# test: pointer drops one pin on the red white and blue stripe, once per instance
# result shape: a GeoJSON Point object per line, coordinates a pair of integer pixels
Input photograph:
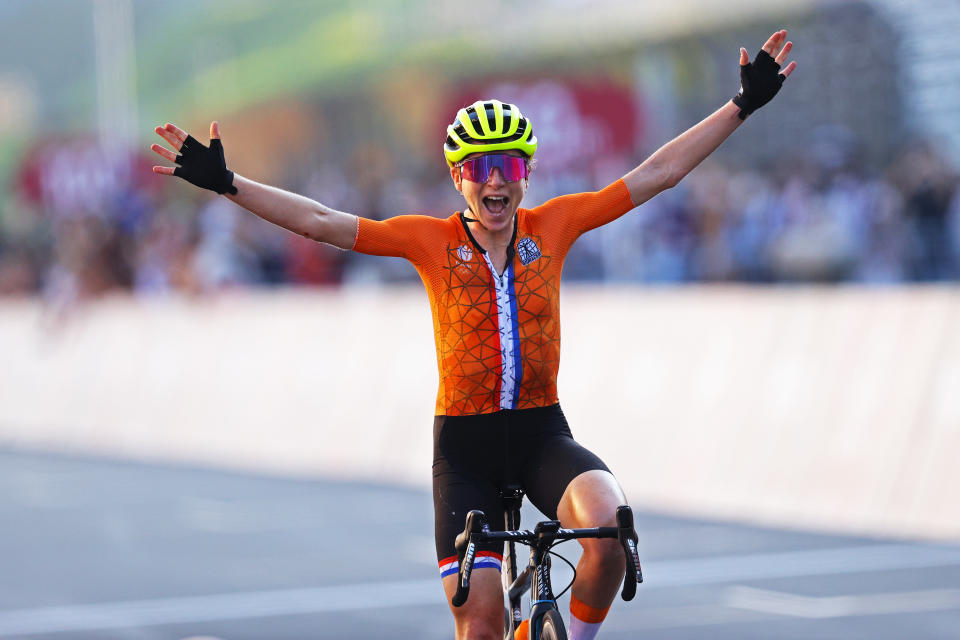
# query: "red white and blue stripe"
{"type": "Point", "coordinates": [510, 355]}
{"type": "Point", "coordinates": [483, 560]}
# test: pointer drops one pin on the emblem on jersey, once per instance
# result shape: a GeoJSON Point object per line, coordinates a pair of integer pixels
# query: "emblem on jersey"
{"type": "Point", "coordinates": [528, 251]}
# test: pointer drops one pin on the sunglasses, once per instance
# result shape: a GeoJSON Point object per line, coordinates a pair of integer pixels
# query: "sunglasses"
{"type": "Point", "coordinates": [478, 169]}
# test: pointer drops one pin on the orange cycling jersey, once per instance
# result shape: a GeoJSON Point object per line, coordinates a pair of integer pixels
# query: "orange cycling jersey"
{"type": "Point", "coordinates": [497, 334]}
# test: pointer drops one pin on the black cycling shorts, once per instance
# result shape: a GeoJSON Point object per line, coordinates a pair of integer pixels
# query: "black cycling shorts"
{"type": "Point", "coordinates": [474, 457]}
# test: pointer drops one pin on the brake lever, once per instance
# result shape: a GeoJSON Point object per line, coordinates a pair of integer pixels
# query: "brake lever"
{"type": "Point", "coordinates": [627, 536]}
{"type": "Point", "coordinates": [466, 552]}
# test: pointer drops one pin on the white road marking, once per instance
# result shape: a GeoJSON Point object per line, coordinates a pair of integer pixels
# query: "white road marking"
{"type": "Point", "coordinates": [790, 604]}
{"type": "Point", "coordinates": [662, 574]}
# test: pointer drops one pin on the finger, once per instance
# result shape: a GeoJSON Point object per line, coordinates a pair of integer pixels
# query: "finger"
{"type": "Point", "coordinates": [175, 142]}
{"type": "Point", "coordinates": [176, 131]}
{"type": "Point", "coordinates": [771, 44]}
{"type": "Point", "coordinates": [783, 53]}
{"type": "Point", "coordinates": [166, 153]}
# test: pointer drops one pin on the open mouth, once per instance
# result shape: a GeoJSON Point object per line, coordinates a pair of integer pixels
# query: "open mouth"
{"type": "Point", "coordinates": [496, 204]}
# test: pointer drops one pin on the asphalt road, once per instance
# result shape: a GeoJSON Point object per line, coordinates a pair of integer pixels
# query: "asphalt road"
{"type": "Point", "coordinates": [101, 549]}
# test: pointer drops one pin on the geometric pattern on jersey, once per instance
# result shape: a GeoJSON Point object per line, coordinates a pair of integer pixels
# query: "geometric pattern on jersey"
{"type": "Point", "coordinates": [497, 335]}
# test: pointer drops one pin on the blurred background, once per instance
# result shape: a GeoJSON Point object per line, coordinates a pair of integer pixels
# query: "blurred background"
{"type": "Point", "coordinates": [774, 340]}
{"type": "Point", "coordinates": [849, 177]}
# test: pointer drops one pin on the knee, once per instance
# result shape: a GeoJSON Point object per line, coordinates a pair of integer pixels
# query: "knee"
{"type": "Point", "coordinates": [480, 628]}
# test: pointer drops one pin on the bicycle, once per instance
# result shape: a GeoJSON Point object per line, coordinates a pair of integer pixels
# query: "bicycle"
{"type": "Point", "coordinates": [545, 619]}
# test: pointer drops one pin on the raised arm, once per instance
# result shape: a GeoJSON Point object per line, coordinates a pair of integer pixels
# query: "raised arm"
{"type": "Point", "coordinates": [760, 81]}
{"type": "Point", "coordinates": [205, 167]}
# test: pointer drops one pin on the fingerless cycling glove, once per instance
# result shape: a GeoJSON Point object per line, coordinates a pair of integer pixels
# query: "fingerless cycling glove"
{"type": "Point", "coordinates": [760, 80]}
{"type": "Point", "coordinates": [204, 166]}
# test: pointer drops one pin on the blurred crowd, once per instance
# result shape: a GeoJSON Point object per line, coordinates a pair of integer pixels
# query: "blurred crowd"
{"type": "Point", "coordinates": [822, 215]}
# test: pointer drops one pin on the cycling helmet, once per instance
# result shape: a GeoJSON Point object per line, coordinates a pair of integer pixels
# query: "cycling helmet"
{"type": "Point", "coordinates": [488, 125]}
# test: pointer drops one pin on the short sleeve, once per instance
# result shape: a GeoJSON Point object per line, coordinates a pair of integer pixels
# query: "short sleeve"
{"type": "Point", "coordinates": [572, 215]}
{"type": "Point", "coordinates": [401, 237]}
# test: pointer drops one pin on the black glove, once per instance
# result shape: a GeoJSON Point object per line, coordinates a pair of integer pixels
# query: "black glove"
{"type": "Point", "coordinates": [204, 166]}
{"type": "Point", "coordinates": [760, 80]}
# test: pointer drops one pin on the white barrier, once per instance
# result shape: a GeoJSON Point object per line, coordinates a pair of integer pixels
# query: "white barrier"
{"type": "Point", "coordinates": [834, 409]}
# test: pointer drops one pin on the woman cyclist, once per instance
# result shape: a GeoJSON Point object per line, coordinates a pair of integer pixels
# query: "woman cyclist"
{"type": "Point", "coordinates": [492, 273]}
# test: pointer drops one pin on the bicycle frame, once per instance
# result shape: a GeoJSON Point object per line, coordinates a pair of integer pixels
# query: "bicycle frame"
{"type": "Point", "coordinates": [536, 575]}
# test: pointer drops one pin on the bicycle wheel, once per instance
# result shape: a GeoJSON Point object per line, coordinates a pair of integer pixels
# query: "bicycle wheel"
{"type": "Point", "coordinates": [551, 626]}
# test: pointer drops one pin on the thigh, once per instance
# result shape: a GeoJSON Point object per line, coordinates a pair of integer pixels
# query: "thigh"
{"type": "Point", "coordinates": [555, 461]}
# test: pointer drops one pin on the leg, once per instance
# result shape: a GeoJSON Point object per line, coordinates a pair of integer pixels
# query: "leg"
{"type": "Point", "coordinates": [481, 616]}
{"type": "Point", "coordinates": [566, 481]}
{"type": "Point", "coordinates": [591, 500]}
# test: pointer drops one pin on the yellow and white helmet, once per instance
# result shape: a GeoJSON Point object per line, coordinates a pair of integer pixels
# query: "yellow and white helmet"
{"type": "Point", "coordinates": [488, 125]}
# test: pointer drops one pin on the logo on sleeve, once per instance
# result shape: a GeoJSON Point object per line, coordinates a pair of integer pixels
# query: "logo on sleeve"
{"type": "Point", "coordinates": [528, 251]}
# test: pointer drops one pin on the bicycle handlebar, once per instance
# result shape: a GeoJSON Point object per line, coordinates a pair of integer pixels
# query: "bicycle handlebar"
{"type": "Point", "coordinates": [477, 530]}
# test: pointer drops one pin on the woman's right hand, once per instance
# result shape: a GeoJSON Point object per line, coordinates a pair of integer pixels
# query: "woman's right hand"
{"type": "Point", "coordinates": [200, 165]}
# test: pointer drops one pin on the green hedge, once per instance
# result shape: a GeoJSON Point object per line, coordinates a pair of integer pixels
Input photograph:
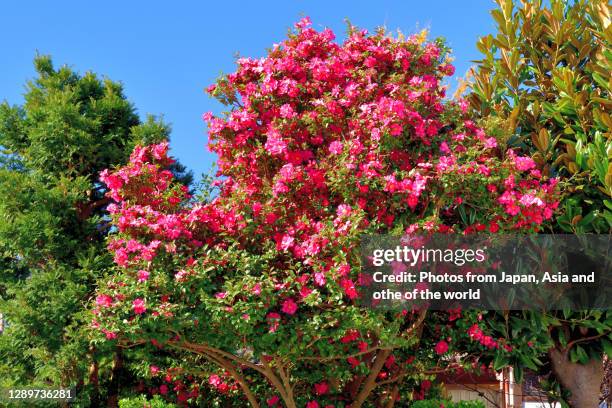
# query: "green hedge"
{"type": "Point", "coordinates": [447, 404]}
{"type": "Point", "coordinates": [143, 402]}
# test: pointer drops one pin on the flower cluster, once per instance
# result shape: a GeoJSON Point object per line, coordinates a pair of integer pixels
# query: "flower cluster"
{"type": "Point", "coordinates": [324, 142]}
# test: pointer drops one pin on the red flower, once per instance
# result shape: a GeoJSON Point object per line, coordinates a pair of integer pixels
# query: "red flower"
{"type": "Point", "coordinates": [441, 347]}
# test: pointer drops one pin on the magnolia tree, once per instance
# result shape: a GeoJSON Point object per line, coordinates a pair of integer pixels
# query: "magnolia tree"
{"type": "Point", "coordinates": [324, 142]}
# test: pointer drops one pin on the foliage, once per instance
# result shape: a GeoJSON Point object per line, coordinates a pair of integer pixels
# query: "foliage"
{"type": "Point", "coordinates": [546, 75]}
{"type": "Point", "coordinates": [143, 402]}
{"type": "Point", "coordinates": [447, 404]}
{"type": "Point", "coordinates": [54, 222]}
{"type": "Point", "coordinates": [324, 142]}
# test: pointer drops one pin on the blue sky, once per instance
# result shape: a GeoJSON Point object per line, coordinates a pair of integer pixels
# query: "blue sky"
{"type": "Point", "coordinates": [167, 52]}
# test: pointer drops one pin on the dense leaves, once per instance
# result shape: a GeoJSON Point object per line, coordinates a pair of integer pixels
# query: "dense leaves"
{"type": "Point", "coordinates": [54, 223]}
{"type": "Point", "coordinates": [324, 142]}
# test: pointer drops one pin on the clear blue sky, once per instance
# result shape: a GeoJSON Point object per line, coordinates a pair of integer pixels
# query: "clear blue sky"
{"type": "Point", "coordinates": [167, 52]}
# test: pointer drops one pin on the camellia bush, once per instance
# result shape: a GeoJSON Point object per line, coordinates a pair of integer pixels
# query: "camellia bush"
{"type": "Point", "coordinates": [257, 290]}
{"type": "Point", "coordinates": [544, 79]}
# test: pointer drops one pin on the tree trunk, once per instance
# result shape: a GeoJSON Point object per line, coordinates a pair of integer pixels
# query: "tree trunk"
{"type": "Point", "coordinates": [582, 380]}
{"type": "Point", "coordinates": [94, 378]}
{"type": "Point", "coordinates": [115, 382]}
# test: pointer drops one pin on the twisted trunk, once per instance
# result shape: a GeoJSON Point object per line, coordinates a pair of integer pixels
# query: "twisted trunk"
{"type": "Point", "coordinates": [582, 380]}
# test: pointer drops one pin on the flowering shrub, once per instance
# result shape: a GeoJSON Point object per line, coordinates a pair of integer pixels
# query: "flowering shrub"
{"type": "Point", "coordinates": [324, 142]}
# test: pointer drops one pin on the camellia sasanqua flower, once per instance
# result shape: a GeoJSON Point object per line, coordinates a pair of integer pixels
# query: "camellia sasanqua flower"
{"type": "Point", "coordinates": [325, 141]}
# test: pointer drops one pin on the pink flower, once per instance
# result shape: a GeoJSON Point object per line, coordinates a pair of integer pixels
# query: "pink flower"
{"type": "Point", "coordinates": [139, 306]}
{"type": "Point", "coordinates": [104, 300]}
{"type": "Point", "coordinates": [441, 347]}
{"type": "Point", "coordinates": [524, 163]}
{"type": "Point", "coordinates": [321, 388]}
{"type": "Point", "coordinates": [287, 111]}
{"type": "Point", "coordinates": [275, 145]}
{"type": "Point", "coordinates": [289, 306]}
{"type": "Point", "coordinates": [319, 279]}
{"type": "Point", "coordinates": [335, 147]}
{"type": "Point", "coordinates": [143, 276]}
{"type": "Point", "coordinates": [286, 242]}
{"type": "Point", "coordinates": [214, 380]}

◇ ◇ ◇ ◇ ◇

What is required
Leave out the pictures and repeat the lines from the start of the material through the line with "# test: pointer drops one pin on the black cycling", inclusive.

Reply
# test: pointer drops one pin on the red white and blue stripe, once per instance
# result shape: a GeoJSON Point object per line, coordinates a pair of integer pixels
Input photograph:
# query: "red white and blue stripe"
{"type": "Point", "coordinates": [510, 355]}
{"type": "Point", "coordinates": [483, 560]}
# test: pointer drops one pin on the emblem on jersey, once per instance
# result shape: a GeoJSON Point object per line, coordinates a pair of integer pixels
# query: "emblem on jersey"
{"type": "Point", "coordinates": [528, 251]}
# test: pointer drops one pin on the sunglasses, once per instance
# result shape: a GeoJSON Point object per line, coordinates a pair of integer pixels
# query: "sunglasses"
{"type": "Point", "coordinates": [478, 169]}
# test: pointer drops one pin on the orange cycling jersey, once per instance
# result shape: a GeoJSON Point object per line, coordinates a pair of integer pixels
# query: "orange cycling jersey"
{"type": "Point", "coordinates": [497, 334]}
# test: pointer drops one pin on the black cycling shorts, once per instance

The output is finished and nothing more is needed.